* _Requirements_
Render everything below, from the line containing "of the tall" down to the end of the data, as a JSON list of strings with one string per line. Skip blank lines and leave out the pictures.

* _Data excerpts_
>>>>
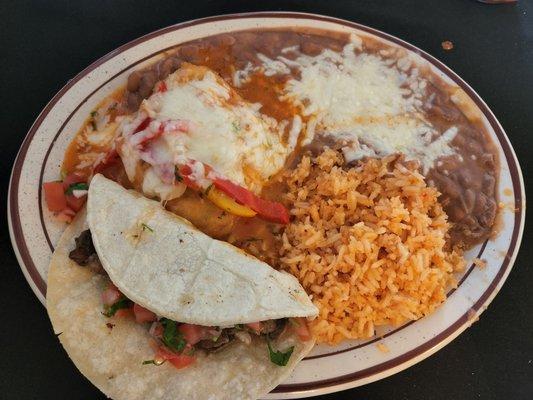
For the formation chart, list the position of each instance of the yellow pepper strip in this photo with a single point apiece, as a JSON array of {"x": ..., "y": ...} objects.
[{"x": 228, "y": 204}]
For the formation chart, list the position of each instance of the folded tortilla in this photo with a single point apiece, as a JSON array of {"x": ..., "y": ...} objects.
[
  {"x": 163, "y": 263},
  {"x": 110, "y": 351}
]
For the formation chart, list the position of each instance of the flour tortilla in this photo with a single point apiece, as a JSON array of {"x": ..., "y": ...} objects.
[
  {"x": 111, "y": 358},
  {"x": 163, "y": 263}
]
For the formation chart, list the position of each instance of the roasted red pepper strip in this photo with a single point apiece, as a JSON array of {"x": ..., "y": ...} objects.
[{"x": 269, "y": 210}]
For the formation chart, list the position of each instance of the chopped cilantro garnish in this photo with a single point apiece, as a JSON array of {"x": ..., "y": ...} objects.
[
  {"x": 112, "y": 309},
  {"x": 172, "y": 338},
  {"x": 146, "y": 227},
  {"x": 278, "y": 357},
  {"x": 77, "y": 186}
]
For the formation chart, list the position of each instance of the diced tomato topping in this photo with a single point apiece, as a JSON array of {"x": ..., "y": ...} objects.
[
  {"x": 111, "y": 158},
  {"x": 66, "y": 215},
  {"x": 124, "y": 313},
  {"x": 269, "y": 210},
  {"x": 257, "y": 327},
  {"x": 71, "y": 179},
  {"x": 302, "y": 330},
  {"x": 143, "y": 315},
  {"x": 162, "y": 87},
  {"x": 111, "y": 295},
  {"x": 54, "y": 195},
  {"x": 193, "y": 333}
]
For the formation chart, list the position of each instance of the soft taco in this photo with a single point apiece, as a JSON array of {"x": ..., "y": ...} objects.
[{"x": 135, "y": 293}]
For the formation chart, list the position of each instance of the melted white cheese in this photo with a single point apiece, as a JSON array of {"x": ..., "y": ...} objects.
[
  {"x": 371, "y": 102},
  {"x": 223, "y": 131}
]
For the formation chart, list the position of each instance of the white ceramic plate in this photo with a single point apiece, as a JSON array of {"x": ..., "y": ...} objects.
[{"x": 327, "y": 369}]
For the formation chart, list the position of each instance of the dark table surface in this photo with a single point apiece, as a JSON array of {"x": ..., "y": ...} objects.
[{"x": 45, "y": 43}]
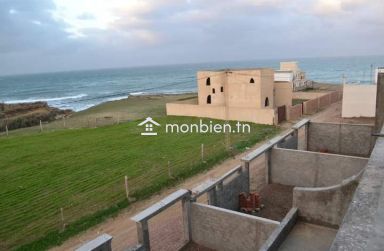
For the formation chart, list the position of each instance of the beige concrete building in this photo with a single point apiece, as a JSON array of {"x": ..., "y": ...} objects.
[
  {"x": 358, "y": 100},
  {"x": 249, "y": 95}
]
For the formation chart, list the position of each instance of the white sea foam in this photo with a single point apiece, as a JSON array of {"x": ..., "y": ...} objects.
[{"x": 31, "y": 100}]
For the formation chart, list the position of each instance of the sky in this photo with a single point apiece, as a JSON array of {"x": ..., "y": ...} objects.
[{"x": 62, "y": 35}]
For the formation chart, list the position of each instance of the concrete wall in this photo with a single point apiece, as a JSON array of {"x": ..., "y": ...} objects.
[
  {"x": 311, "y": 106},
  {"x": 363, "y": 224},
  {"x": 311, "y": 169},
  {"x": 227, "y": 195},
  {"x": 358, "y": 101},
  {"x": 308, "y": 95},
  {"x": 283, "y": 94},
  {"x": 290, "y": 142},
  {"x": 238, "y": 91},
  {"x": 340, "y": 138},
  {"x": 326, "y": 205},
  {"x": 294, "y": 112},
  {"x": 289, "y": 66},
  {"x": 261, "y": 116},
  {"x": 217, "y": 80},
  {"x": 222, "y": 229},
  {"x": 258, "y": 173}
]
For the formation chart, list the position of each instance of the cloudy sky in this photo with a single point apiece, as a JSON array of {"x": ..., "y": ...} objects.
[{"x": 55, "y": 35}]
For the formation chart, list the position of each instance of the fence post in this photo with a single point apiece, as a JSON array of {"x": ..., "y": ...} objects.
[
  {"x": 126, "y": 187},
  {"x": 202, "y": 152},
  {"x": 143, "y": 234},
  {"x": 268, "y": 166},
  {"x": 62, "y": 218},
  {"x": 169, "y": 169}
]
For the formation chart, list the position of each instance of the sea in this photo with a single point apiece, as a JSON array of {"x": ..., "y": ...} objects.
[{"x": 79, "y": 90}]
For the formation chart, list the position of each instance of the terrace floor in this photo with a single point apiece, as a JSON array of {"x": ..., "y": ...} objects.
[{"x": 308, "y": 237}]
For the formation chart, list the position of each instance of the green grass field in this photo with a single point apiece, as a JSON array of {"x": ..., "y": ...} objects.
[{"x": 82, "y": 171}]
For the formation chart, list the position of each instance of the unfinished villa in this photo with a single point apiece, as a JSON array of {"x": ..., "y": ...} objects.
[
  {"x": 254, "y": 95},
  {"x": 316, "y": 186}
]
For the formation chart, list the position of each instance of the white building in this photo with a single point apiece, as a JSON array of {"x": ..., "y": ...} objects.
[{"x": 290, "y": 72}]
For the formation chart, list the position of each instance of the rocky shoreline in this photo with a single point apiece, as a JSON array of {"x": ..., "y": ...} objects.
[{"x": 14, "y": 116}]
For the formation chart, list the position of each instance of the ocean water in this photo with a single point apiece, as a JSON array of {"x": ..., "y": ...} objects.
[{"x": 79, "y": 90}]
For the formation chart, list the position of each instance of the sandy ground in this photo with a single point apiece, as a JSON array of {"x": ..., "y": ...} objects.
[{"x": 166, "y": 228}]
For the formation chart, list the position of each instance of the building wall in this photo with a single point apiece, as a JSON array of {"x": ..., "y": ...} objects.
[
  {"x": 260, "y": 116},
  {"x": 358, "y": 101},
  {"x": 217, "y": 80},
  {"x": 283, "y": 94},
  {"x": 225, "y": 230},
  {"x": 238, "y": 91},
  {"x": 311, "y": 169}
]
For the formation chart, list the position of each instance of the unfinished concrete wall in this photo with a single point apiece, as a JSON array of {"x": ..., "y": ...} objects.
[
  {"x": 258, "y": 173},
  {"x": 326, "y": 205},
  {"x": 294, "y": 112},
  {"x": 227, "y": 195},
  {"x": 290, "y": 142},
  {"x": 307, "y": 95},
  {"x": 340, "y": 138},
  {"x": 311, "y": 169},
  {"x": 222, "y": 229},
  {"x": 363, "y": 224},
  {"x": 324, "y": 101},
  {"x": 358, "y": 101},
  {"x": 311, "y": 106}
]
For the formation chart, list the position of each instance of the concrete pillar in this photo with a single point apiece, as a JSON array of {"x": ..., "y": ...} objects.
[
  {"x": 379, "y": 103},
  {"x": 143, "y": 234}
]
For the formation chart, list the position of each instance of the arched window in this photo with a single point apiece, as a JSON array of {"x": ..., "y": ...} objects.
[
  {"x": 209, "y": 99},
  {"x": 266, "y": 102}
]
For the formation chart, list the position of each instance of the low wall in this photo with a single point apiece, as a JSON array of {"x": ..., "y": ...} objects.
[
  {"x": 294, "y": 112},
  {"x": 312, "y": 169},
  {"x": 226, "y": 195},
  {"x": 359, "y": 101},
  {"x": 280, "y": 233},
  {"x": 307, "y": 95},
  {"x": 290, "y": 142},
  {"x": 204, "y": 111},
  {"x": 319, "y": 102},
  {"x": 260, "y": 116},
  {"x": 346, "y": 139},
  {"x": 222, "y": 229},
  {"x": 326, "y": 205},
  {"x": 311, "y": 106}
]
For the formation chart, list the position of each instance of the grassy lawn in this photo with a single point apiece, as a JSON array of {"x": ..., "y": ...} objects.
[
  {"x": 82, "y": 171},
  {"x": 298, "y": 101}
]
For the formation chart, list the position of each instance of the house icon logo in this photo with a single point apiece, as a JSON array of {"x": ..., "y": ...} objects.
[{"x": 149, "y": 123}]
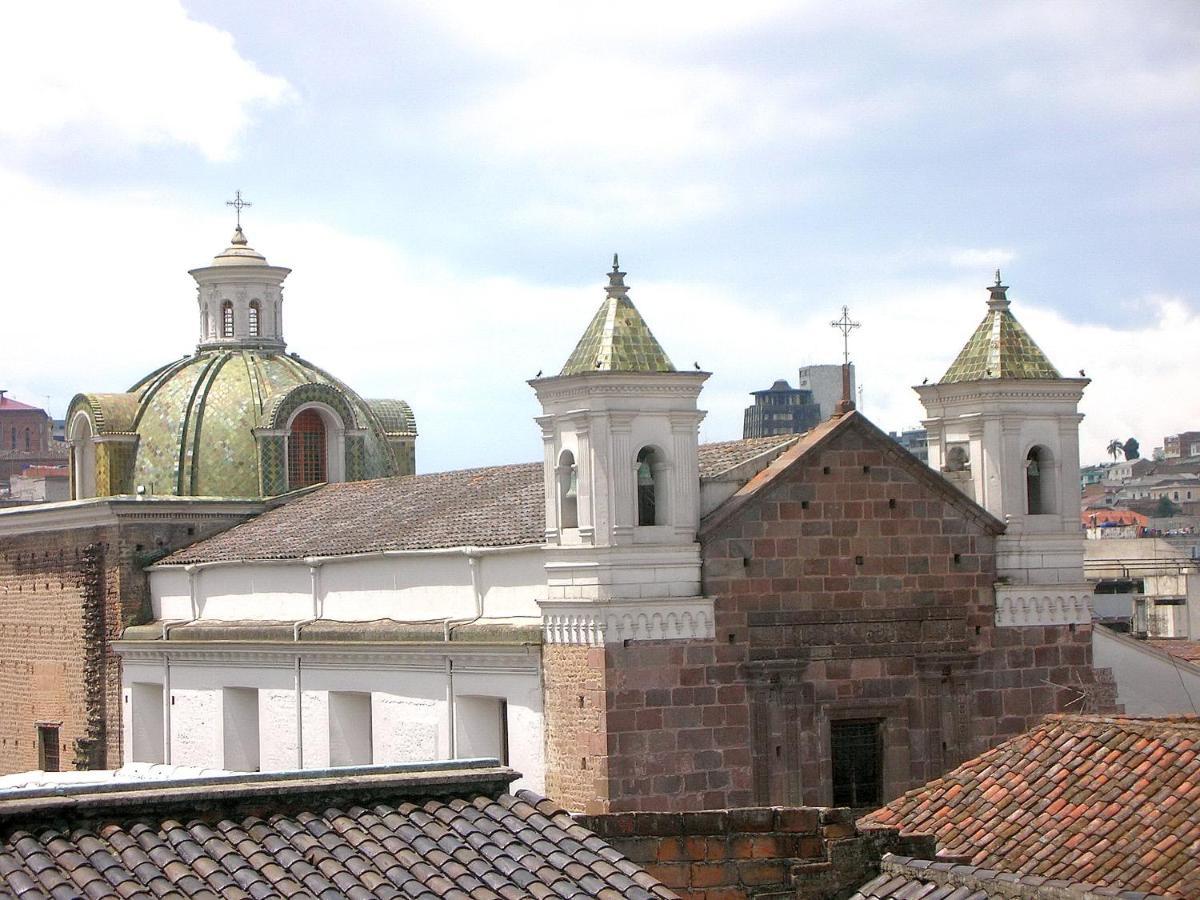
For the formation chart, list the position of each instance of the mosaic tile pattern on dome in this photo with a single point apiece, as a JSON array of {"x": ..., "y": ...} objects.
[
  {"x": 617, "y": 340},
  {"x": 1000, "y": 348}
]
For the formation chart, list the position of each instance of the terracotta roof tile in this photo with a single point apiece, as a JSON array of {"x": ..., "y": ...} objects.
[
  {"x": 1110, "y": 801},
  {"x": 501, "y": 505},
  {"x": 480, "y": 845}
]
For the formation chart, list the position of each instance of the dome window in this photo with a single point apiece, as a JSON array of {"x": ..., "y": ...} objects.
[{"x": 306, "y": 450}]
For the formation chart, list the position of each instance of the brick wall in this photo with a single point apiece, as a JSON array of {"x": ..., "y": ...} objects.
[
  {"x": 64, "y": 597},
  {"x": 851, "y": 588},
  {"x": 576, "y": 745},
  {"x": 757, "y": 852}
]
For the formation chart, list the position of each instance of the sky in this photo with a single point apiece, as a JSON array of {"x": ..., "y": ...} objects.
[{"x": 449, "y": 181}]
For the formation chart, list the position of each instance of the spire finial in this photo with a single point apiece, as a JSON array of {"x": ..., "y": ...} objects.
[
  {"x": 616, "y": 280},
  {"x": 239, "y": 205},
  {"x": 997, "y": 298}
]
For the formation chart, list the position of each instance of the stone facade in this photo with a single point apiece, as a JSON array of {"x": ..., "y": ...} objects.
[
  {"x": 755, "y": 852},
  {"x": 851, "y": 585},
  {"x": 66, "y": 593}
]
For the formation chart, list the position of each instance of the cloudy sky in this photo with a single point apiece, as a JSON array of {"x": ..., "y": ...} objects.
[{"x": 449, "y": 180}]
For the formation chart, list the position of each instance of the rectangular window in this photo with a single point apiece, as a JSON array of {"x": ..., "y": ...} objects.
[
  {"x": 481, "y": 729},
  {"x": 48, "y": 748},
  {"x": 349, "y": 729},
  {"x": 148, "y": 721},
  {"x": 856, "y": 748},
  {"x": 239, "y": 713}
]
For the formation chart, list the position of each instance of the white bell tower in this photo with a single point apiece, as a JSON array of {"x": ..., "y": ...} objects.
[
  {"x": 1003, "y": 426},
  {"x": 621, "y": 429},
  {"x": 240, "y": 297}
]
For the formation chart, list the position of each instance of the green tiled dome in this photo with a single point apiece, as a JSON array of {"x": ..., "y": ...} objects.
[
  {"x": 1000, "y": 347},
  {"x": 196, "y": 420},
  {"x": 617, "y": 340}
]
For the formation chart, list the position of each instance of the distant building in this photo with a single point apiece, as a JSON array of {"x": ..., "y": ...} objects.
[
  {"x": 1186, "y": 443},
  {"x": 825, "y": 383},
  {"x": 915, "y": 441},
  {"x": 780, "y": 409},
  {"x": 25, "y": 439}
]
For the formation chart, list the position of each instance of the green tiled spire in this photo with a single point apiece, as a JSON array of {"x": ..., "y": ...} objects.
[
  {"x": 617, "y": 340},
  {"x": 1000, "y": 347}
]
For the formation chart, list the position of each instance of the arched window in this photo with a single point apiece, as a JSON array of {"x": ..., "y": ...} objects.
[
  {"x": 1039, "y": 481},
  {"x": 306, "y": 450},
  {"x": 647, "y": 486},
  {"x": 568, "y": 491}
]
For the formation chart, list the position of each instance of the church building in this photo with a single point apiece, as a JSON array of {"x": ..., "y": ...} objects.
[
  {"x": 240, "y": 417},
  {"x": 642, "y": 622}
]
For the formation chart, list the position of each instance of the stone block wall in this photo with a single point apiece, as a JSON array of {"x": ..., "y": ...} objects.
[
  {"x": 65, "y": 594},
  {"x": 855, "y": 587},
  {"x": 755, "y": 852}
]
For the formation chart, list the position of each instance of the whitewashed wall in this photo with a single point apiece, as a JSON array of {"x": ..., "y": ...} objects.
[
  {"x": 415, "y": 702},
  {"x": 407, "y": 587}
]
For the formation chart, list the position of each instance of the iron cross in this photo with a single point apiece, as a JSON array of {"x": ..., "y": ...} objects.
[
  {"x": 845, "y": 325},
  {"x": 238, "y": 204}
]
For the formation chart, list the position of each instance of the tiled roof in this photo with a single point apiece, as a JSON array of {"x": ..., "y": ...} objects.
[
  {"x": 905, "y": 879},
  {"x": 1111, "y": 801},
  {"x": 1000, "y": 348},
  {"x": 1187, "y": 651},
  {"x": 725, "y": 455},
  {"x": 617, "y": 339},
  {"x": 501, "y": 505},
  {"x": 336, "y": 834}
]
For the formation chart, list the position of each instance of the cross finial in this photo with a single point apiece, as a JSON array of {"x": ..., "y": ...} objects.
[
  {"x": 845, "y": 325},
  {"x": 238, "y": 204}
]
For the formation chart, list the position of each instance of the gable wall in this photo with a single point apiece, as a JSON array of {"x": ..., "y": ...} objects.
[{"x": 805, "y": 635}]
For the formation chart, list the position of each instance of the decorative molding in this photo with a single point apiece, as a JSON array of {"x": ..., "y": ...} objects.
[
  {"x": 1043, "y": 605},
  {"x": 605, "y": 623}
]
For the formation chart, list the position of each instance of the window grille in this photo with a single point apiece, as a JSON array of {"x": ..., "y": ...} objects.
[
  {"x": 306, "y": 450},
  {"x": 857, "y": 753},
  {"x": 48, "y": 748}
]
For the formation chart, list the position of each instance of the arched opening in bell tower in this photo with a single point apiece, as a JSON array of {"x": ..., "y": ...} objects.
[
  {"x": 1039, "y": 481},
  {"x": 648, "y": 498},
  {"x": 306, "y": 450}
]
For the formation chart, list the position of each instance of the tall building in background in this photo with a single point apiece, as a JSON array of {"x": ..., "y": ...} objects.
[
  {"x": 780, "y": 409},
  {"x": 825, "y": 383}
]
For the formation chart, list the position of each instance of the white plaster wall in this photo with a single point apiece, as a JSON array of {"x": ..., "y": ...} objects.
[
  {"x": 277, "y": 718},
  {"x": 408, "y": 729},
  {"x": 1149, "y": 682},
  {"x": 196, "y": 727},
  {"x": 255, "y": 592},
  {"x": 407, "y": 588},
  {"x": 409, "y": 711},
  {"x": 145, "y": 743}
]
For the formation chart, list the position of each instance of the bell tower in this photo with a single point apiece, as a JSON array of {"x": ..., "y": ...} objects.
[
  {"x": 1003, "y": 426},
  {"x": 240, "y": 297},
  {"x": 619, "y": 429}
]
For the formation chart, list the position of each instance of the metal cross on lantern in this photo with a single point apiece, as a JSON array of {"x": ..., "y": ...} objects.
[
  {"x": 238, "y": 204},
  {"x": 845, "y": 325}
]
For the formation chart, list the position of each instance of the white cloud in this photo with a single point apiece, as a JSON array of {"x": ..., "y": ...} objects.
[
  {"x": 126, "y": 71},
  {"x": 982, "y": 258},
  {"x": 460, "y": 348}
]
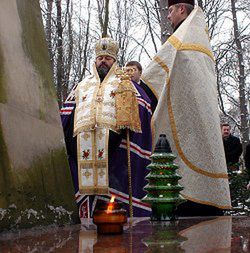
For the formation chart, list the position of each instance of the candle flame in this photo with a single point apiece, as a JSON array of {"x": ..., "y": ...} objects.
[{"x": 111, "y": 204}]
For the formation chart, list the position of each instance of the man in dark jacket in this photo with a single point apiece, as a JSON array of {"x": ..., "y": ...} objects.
<<<<
* _Solution to this task_
[
  "For the formation chart, list the position of each instance of the tall building in background in this photo with a single point apiece, as a JSON array of {\"x\": ..., \"y\": ...} objects.",
  "[",
  "  {\"x\": 780, \"y\": 409},",
  "  {\"x\": 825, \"y\": 383}",
  "]",
  "For the formation chart, list the position of each instance of the white plaster wall in this photo with a single point apiece, as a JSON array of {\"x\": ..., \"y\": ...} objects.",
  "[",
  "  {\"x\": 277, \"y\": 718},",
  "  {\"x\": 408, \"y\": 729},",
  "  {\"x\": 1149, \"y\": 682},",
  "  {\"x\": 196, \"y\": 727},",
  "  {\"x\": 255, \"y\": 592},",
  "  {\"x\": 407, \"y\": 588},",
  "  {\"x\": 409, \"y\": 711},",
  "  {\"x\": 145, \"y\": 743}",
  "]",
  "For the formation chart, list the position of each instance of the bell tower in this photo with a single point apiece, as a JSON array of {\"x\": ..., \"y\": ...} objects.",
  "[",
  "  {\"x\": 1003, \"y\": 426},",
  "  {\"x\": 240, \"y\": 297},",
  "  {\"x\": 619, \"y\": 429}",
  "]",
  "For the formation chart, list the position of each instance of the metal cross on lantern in this photo with a single point apiece, as a JSON array of {\"x\": ..., \"y\": ...} objects.",
  "[",
  "  {\"x\": 238, \"y\": 204},",
  "  {\"x\": 845, \"y\": 325}",
  "]",
  "For the formation chart, list the position of each instance of the white cloud in this photo with a single point apiece, as a JSON array of {\"x\": ..., \"y\": ...} objects.",
  "[",
  "  {\"x\": 126, \"y\": 71},",
  "  {\"x\": 982, \"y\": 258},",
  "  {\"x\": 460, \"y\": 348}",
  "]",
  "For the formation chart, list the position of each instance of the candle flame in this photo with a single point apiece, as a JSON array of {\"x\": ..., \"y\": ...} objects.",
  "[{\"x\": 111, \"y\": 204}]",
  "For the formation chart, list the position of each instance of the man in dark jacket in this photo with a single point apiece, as a JSON array of {\"x\": ..., \"y\": ...} objects."
]